**Instructions to follow**
All lines from the one containing "point per instance: bush -- pixel coordinates" down to the final line of the entries below: return them exactly.

Region pointing data:
──────────────────────────────

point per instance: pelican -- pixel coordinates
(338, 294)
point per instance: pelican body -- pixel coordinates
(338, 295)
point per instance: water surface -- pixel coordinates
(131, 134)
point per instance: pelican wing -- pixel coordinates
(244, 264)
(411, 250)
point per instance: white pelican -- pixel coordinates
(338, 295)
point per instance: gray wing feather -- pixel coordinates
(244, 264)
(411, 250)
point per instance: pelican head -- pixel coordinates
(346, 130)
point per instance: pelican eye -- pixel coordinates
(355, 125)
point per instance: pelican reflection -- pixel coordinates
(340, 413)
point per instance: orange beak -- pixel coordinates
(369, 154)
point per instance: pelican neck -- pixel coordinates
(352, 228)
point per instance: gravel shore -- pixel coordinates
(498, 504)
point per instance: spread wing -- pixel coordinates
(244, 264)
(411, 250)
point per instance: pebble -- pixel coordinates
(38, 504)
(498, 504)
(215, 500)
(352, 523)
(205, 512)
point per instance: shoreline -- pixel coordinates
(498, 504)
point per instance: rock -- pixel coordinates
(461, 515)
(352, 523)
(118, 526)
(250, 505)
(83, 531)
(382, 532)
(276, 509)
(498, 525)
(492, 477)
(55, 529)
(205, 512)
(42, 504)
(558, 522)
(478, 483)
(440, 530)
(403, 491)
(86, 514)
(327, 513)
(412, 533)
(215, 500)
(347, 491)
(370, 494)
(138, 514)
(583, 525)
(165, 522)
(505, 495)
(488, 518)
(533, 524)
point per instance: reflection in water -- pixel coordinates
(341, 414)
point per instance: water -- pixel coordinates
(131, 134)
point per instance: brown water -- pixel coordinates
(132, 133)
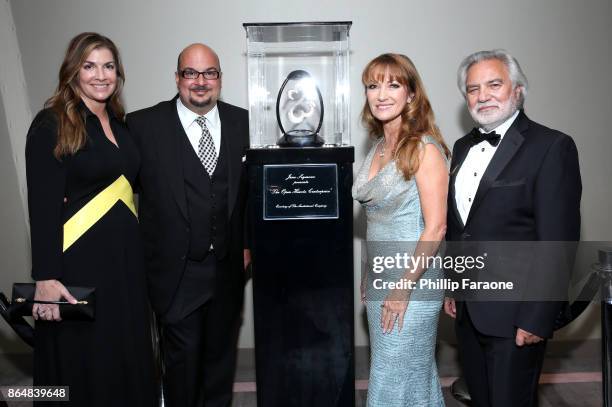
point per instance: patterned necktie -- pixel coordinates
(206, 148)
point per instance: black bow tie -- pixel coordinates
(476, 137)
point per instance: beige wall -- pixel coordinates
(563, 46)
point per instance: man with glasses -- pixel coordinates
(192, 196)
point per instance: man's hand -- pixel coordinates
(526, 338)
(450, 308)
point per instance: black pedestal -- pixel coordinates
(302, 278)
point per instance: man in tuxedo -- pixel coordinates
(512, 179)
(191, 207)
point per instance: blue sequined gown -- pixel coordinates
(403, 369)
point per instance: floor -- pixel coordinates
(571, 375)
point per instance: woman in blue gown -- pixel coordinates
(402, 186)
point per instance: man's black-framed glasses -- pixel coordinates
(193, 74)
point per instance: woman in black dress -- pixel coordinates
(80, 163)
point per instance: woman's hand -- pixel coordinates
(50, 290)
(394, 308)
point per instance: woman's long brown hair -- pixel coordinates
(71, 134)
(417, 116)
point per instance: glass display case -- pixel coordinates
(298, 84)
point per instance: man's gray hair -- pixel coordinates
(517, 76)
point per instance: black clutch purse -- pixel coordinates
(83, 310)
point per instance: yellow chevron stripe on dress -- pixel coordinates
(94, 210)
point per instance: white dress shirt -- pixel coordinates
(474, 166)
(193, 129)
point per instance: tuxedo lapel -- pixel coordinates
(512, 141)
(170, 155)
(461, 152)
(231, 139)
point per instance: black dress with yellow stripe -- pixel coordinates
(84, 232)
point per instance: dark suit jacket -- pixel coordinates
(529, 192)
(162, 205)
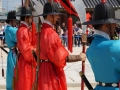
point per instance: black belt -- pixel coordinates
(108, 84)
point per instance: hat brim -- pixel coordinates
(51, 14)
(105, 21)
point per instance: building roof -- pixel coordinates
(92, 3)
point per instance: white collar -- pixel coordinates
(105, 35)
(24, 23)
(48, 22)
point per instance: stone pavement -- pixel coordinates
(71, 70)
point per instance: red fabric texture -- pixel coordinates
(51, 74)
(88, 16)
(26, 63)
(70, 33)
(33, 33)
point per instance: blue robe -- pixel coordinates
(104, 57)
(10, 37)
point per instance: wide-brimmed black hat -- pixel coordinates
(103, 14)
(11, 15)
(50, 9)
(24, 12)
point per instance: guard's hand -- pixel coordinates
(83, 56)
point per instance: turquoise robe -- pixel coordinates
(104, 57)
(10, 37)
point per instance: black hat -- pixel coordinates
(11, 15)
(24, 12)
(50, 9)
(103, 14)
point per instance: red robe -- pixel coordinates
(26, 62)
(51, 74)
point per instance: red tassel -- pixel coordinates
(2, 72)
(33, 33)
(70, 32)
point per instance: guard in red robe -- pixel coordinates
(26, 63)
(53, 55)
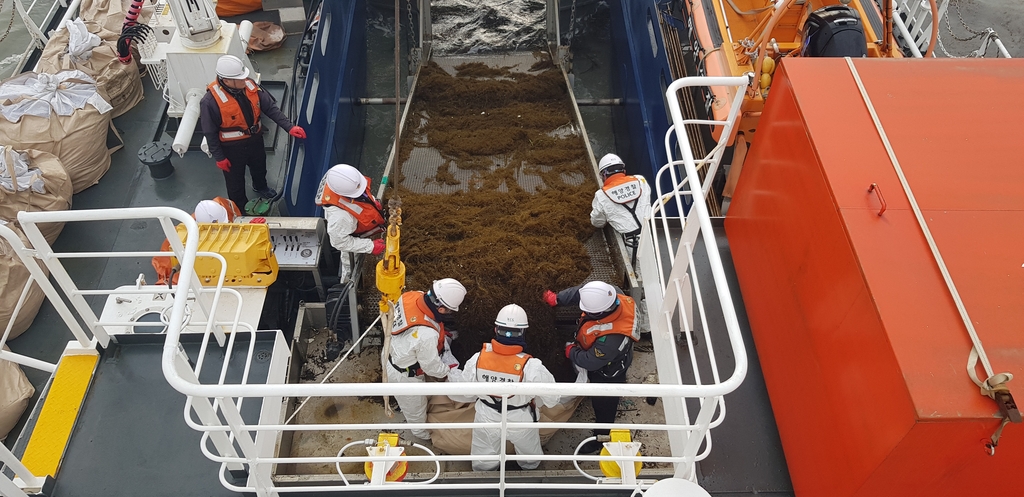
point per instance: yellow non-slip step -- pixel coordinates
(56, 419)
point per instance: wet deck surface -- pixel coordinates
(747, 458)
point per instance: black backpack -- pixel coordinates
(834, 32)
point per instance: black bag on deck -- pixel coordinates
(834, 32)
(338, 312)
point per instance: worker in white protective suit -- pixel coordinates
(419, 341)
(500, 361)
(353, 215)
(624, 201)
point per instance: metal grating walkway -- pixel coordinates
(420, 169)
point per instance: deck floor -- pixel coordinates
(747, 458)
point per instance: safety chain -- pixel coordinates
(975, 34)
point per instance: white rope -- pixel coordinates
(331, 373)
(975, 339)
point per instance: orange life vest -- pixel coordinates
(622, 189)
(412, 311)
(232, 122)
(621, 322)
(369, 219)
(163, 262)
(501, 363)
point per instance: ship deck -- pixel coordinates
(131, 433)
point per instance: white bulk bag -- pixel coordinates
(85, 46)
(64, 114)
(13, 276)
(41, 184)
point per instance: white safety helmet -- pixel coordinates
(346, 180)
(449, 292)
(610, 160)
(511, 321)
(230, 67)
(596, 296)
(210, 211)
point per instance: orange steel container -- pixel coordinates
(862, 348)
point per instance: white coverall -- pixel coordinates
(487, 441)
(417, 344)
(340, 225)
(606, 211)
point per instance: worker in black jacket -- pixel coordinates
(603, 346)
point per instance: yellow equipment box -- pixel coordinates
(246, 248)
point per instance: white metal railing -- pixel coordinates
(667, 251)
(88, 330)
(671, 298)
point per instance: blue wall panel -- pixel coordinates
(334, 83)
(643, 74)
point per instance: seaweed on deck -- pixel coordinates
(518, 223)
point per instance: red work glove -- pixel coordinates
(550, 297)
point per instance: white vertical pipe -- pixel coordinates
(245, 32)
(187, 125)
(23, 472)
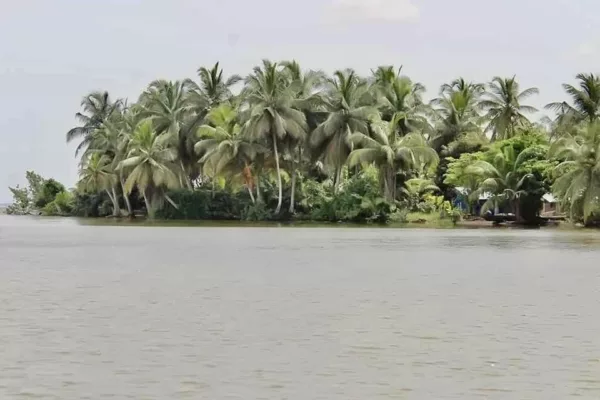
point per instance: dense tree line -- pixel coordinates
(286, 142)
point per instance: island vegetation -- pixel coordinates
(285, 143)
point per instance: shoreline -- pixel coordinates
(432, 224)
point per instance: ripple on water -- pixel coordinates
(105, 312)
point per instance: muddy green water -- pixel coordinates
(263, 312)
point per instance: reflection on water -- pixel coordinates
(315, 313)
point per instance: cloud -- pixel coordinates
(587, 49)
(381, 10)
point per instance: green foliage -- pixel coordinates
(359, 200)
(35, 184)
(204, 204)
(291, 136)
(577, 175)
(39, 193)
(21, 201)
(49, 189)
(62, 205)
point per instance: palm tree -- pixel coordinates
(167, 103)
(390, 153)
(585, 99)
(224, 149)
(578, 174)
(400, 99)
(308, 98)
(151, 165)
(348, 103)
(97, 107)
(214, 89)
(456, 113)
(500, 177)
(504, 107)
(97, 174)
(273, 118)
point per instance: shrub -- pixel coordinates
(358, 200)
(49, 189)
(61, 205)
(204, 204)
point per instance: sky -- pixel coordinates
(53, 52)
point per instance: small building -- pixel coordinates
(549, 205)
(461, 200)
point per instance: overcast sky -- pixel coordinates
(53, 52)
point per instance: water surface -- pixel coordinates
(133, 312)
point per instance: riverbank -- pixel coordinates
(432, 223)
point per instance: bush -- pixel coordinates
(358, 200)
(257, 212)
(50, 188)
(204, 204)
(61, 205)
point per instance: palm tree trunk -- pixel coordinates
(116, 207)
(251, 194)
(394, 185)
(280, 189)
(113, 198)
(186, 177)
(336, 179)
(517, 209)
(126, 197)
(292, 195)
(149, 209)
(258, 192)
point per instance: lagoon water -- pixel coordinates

──────────────────────────────

**Task result**
point per instance: bush -- pixel coordinates
(358, 200)
(257, 212)
(50, 188)
(204, 204)
(61, 205)
point per instance: palm tree trunk -- pixel coordinates
(116, 207)
(251, 194)
(394, 185)
(280, 189)
(113, 198)
(186, 177)
(336, 179)
(517, 209)
(126, 197)
(292, 195)
(149, 209)
(258, 192)
point per instance: lagoon water -- pixel coordinates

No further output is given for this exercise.